• [Excerpt provided]:
[start]

Tower of London

On Saturday, my birthday, I went to the Tower of London. It is a dense place of history but as a museum experience it is, you know, just another castle. Rude of me to say that. But the main exhibits are full of famous and remarkable historical artifacts, namely the crown jewels in one building and the armory within the White Tower.

Here’s a question that sounds facetious: why are they so protective of the crown jewels? Lol. I don’t necessarily mean bank vault doors and strict security measures, though that have that. What I mean is that you’re not allowed to take any pictures. The attendants watch like a hawk for anyone attempting a selfie.

I have news for you, King Charles—they’ve got photos of all this stuff on Wikipedia. These crowns aren’t secret; why won’t you let me post it to the ‘gram?

There’s also one long room with five or six crowns in a row that you view by standing on a moving walkway. You literally ride a conveyor belt so that you can’t stop and stare too long at the jewels. I guess it’s designed to handle huge crowds that they expect to be so enamored by the glittering artifacts that they’d need to be coerced to move. Get over yourself, royals!

The White Tower is more compelling. Centuries of armor and weapons and swords and full-sized wooden statues of horses.

As you progress through the tower floor by floor, you being to notice how little ventilation there is and, depending on the time of year, how each floor is slightly warmer than the last. People begin peeling off their jackets and by the end everyone has a garment draped over their arm. Suffocating from history, I rushed though the last exhibits to get a breath of cool, fresh, modern air.

The ravens are large. Larger than a seagull. Practically a dark little albatross.

For lunch I went back to Borough Market because I had seen a sign advertising salt beef sandwiches and I needed to know what salt beef was. (Basically the same thing as corned beef, I think.) It was packed; Saturday afternoon is probably the busiest the market gets. Like shoulder-to-shoulder, shuffling feet packed. I ate the giant sandwich standing on a nearby sidewalk.

After leaving the tower I had also walked by the remains of a bombed-out church that’s now a little public park (St. Dunstan-in-the-East). People were filming tiktoks while office workers sat and ate their lunch.

[end]

• [Task instructions]:
(A) According to the Tower of London post, how do visitors view the row of crowns in the long room?
(B) Write out everything in the Tower of London post from "On Saturday, my" down to "attempting a selfie.".
(C) Summarize the Tower of London post in two sentences.

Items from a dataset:
[start]

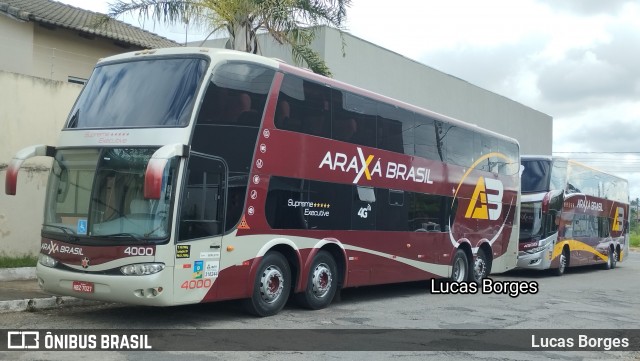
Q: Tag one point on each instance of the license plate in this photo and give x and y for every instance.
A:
(84, 287)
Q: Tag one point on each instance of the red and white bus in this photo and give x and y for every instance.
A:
(191, 175)
(571, 215)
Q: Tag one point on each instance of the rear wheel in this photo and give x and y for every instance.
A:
(460, 270)
(322, 282)
(271, 287)
(564, 261)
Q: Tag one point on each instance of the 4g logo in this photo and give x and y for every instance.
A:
(486, 202)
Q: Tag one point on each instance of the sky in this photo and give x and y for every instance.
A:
(575, 60)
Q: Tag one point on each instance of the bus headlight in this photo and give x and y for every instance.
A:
(141, 269)
(47, 261)
(542, 245)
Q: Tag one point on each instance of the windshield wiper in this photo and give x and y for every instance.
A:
(73, 122)
(136, 237)
(68, 232)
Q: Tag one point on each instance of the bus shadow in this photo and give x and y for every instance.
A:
(107, 315)
(535, 274)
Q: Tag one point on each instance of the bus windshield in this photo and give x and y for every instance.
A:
(99, 194)
(531, 221)
(143, 93)
(535, 175)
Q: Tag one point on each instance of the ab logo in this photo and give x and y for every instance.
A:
(617, 223)
(486, 202)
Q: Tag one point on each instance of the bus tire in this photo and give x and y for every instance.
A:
(460, 266)
(480, 267)
(271, 287)
(322, 282)
(564, 262)
(612, 259)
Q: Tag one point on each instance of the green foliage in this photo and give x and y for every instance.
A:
(290, 22)
(19, 261)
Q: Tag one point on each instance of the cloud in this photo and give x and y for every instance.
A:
(587, 7)
(495, 68)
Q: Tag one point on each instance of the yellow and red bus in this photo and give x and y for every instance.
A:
(190, 175)
(571, 215)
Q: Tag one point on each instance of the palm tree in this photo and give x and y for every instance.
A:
(290, 22)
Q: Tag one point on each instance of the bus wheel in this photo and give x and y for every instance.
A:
(480, 266)
(321, 284)
(271, 287)
(564, 260)
(611, 261)
(460, 270)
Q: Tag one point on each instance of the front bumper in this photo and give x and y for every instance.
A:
(540, 260)
(151, 290)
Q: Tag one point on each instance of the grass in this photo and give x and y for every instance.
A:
(20, 261)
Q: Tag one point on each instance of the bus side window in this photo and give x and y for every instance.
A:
(202, 205)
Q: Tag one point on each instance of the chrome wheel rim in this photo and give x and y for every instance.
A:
(271, 284)
(321, 280)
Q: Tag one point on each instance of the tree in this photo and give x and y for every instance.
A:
(290, 22)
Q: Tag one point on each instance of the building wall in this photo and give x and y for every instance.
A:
(16, 45)
(371, 67)
(33, 111)
(51, 53)
(60, 53)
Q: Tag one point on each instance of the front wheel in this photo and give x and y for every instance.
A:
(564, 260)
(480, 266)
(460, 269)
(612, 260)
(271, 287)
(322, 282)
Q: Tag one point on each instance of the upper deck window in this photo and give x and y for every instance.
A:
(142, 93)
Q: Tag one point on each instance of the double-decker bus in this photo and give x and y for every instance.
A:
(192, 175)
(571, 215)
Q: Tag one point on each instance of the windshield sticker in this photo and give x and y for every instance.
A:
(197, 269)
(82, 226)
(183, 251)
(209, 254)
(211, 269)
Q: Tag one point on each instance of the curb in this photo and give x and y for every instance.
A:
(39, 303)
(17, 274)
(35, 304)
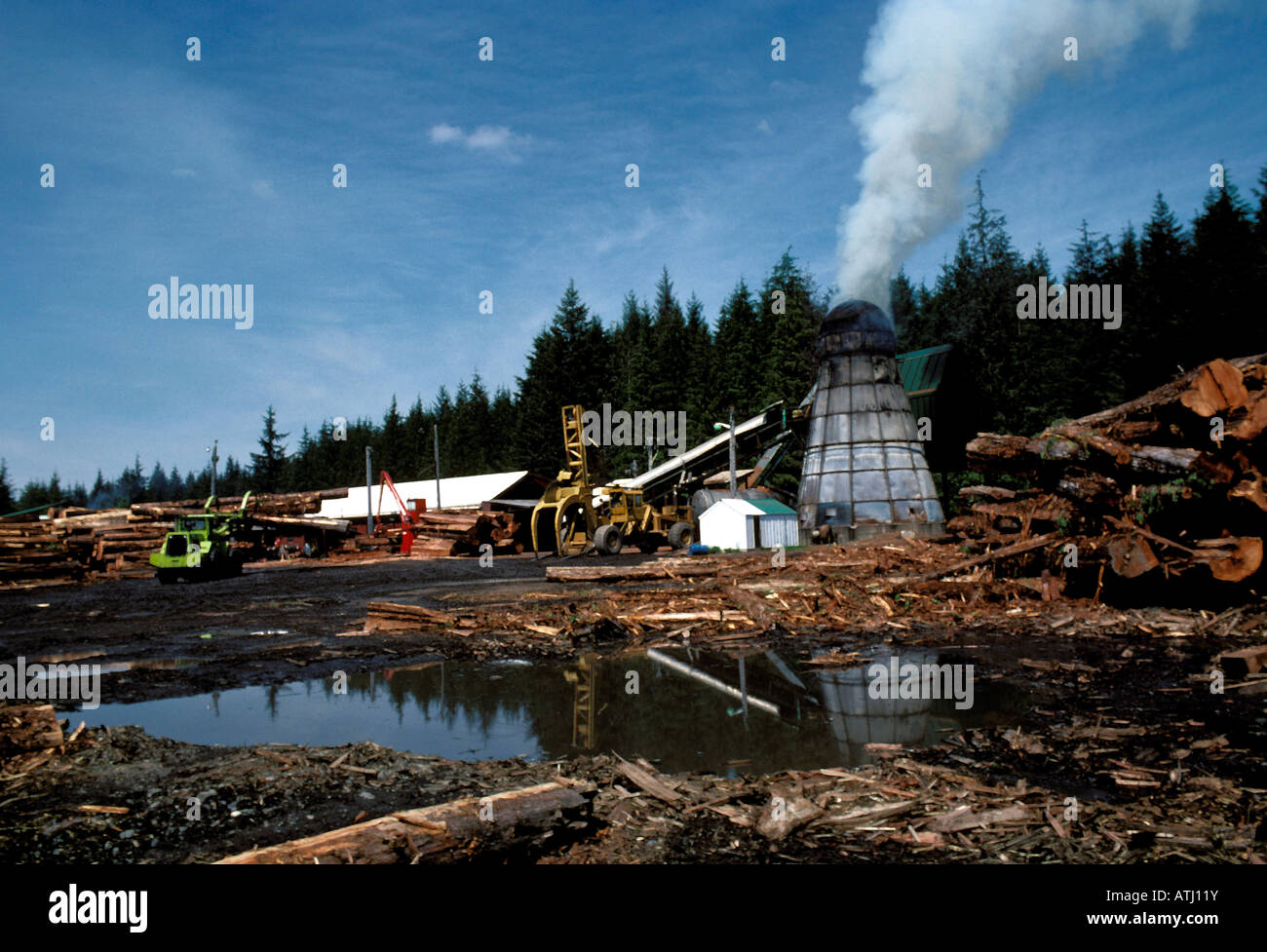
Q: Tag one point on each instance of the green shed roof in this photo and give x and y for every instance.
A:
(921, 370)
(771, 507)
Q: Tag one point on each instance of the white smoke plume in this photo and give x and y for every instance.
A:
(946, 77)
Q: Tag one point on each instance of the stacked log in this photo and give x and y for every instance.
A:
(454, 533)
(29, 552)
(1156, 486)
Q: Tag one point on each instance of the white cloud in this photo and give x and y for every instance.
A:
(444, 133)
(499, 139)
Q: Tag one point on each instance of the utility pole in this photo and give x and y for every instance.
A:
(368, 494)
(215, 456)
(733, 483)
(435, 431)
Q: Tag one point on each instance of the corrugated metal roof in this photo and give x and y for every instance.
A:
(455, 493)
(752, 507)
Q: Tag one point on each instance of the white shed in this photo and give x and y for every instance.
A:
(749, 523)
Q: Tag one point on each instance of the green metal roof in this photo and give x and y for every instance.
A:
(771, 507)
(921, 370)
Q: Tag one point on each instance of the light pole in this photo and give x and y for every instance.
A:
(731, 428)
(215, 457)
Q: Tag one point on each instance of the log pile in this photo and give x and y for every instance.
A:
(76, 545)
(450, 532)
(1157, 486)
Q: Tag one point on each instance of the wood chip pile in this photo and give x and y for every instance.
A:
(1167, 485)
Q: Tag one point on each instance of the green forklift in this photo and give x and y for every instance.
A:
(206, 546)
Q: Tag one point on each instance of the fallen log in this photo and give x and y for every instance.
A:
(387, 617)
(448, 830)
(1165, 397)
(29, 728)
(571, 574)
(1014, 550)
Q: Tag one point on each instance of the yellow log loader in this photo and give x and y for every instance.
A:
(574, 514)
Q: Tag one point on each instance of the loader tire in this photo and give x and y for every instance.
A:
(680, 534)
(608, 540)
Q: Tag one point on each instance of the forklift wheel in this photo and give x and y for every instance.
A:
(607, 540)
(680, 534)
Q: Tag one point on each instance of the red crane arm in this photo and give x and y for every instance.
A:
(385, 480)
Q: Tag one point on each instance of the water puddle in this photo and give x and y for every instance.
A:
(683, 709)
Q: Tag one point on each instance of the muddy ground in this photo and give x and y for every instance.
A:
(1120, 718)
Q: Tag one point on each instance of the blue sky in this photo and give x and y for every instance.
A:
(468, 176)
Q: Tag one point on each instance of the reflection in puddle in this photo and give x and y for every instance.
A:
(684, 709)
(109, 668)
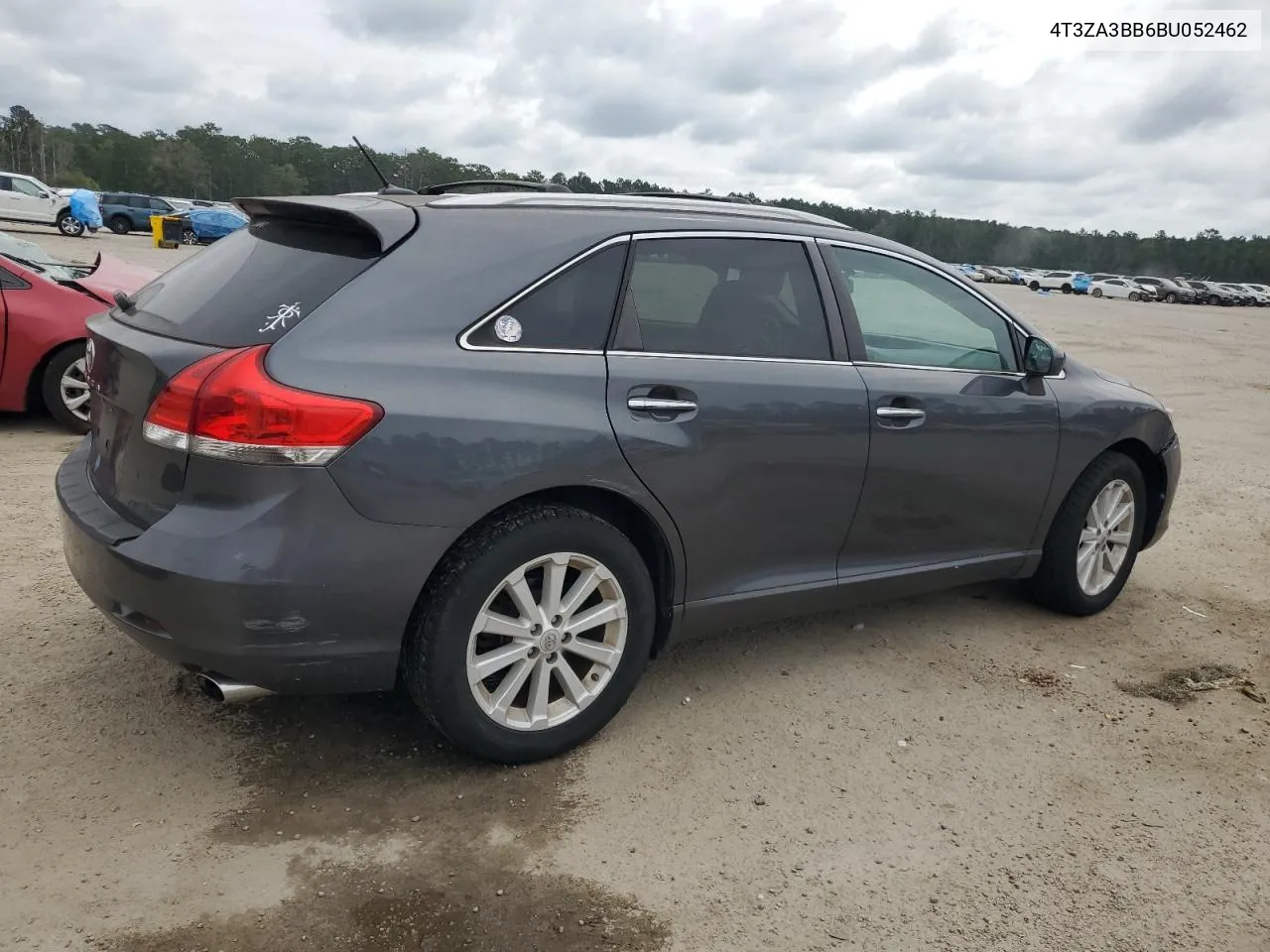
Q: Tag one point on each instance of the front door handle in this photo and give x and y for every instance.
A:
(901, 413)
(661, 405)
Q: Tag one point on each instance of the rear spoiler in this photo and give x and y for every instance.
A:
(388, 222)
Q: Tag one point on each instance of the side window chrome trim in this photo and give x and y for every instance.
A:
(715, 232)
(728, 357)
(973, 291)
(463, 338)
(1016, 375)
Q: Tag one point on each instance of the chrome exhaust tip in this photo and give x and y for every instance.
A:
(226, 690)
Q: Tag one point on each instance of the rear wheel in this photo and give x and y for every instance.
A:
(1093, 539)
(64, 389)
(532, 636)
(68, 225)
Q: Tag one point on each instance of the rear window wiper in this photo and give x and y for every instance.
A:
(36, 266)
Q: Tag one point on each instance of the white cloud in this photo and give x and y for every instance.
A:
(905, 104)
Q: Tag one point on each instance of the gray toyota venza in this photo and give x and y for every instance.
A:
(502, 447)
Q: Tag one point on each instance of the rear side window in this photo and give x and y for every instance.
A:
(253, 286)
(571, 311)
(724, 298)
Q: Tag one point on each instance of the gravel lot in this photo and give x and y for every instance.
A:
(957, 772)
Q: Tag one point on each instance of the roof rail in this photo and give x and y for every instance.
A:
(734, 199)
(494, 185)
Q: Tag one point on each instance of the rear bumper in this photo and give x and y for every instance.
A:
(1171, 458)
(296, 593)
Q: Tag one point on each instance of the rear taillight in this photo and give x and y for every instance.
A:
(227, 407)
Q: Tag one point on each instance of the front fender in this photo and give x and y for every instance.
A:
(1097, 413)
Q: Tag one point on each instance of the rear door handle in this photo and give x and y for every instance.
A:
(661, 405)
(901, 413)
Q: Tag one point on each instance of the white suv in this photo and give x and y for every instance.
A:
(28, 199)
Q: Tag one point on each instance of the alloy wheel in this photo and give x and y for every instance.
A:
(1105, 538)
(548, 642)
(73, 389)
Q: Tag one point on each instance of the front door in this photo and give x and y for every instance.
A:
(729, 405)
(35, 202)
(962, 444)
(14, 204)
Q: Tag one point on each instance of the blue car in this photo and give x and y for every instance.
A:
(127, 211)
(207, 225)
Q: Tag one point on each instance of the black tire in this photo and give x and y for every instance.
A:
(1055, 585)
(435, 655)
(70, 226)
(51, 388)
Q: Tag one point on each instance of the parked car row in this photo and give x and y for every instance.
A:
(44, 304)
(27, 199)
(1142, 287)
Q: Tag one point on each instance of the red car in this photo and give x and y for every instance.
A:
(44, 304)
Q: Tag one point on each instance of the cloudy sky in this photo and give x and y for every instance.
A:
(899, 104)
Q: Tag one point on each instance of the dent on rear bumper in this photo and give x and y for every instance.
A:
(294, 592)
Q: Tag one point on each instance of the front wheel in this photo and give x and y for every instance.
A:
(532, 636)
(1093, 539)
(64, 389)
(68, 225)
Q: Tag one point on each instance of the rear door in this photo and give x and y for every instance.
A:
(962, 444)
(730, 407)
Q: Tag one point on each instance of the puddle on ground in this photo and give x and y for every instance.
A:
(405, 844)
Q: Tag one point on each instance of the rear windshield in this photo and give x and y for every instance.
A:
(252, 286)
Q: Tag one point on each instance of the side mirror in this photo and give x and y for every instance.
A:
(1042, 358)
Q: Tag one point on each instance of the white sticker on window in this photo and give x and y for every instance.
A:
(507, 329)
(280, 320)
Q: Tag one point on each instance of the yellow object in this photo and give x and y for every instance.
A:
(157, 231)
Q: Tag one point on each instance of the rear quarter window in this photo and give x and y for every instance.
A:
(254, 285)
(571, 311)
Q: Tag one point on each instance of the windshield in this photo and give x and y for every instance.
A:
(32, 255)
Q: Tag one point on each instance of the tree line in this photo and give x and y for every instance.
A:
(202, 162)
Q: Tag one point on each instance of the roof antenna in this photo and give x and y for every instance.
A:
(389, 188)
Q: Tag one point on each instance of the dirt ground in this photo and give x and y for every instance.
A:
(957, 772)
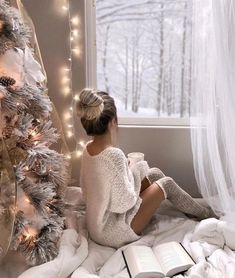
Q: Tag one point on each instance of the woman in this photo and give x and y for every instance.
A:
(120, 200)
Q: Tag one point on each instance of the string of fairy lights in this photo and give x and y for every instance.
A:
(67, 77)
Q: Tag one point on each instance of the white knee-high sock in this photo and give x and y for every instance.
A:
(182, 200)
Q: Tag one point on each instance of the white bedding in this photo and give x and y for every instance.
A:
(210, 243)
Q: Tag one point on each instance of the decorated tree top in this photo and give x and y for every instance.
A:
(27, 136)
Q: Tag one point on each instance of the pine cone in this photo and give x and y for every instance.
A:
(7, 81)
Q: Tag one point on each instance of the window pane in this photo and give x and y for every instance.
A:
(144, 56)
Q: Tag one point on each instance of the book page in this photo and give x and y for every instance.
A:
(141, 259)
(172, 257)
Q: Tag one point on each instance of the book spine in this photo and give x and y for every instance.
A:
(187, 252)
(126, 265)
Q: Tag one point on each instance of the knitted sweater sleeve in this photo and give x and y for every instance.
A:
(123, 194)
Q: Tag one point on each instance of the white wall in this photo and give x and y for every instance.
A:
(165, 147)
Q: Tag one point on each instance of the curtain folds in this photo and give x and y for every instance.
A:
(213, 103)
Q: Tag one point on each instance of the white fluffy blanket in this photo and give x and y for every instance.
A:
(210, 242)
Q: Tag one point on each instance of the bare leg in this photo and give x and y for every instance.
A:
(152, 197)
(144, 184)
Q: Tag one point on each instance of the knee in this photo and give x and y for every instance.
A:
(166, 182)
(154, 174)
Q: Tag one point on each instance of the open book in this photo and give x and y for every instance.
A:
(166, 259)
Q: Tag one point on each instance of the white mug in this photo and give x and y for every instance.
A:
(135, 157)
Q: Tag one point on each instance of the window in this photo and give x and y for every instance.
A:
(143, 56)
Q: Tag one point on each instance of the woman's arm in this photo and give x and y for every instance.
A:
(123, 195)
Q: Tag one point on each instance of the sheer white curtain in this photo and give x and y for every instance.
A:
(213, 102)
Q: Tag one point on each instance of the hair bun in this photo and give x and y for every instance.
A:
(90, 105)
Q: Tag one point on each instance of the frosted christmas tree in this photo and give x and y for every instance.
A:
(32, 210)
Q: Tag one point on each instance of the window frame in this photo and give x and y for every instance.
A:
(91, 73)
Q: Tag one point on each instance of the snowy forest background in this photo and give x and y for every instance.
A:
(144, 55)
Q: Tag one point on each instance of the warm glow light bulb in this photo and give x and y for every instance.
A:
(65, 8)
(65, 80)
(76, 51)
(66, 91)
(68, 156)
(78, 153)
(30, 232)
(75, 20)
(76, 97)
(67, 115)
(70, 134)
(75, 33)
(82, 143)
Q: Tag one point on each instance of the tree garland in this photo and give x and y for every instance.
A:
(41, 173)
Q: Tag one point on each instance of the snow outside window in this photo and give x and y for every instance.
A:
(143, 56)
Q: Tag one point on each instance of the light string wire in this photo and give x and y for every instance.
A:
(67, 81)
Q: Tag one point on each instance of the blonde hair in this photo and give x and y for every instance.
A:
(96, 109)
(90, 105)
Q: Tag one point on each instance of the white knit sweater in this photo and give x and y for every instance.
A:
(111, 190)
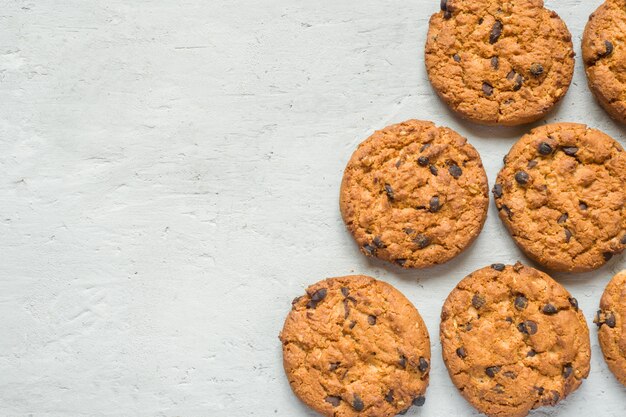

[end]

• [Worked solutions]:
(A) By standing on a moving walkway.

(B)
On Saturday, my birthday, I went to the Tower of London. It is a dense place of history but as a museum experience it is, you know, just another castle. Rude of me to say that. But the main exhibits are full of famous and remarkable historical artifacts, namely the crown jewels in one building and the armory within the White Tower.

Here’s a question that sounds facetious: why are they so protective of the crown jewels? Lol. I don’t necessarily mean bank vault doors and strict security measures, though that have that. What I mean is that you’re not allowed to take any pictures. The attendants watch like a hawk for anyone attempting a selfie.

(C) The writer visited the Tower of London on a Saturday birthday and found the crown jewels exhibit strict about photos and hurried along by a moving walkway. The White Tower's armor and weapons proved more compelling despite each floor growing warmer, and the day also included a salt beef sandwich at a packed Borough Market and a walk past St. Dunstan-in-the-East, a bombed-out church that is now a little public park.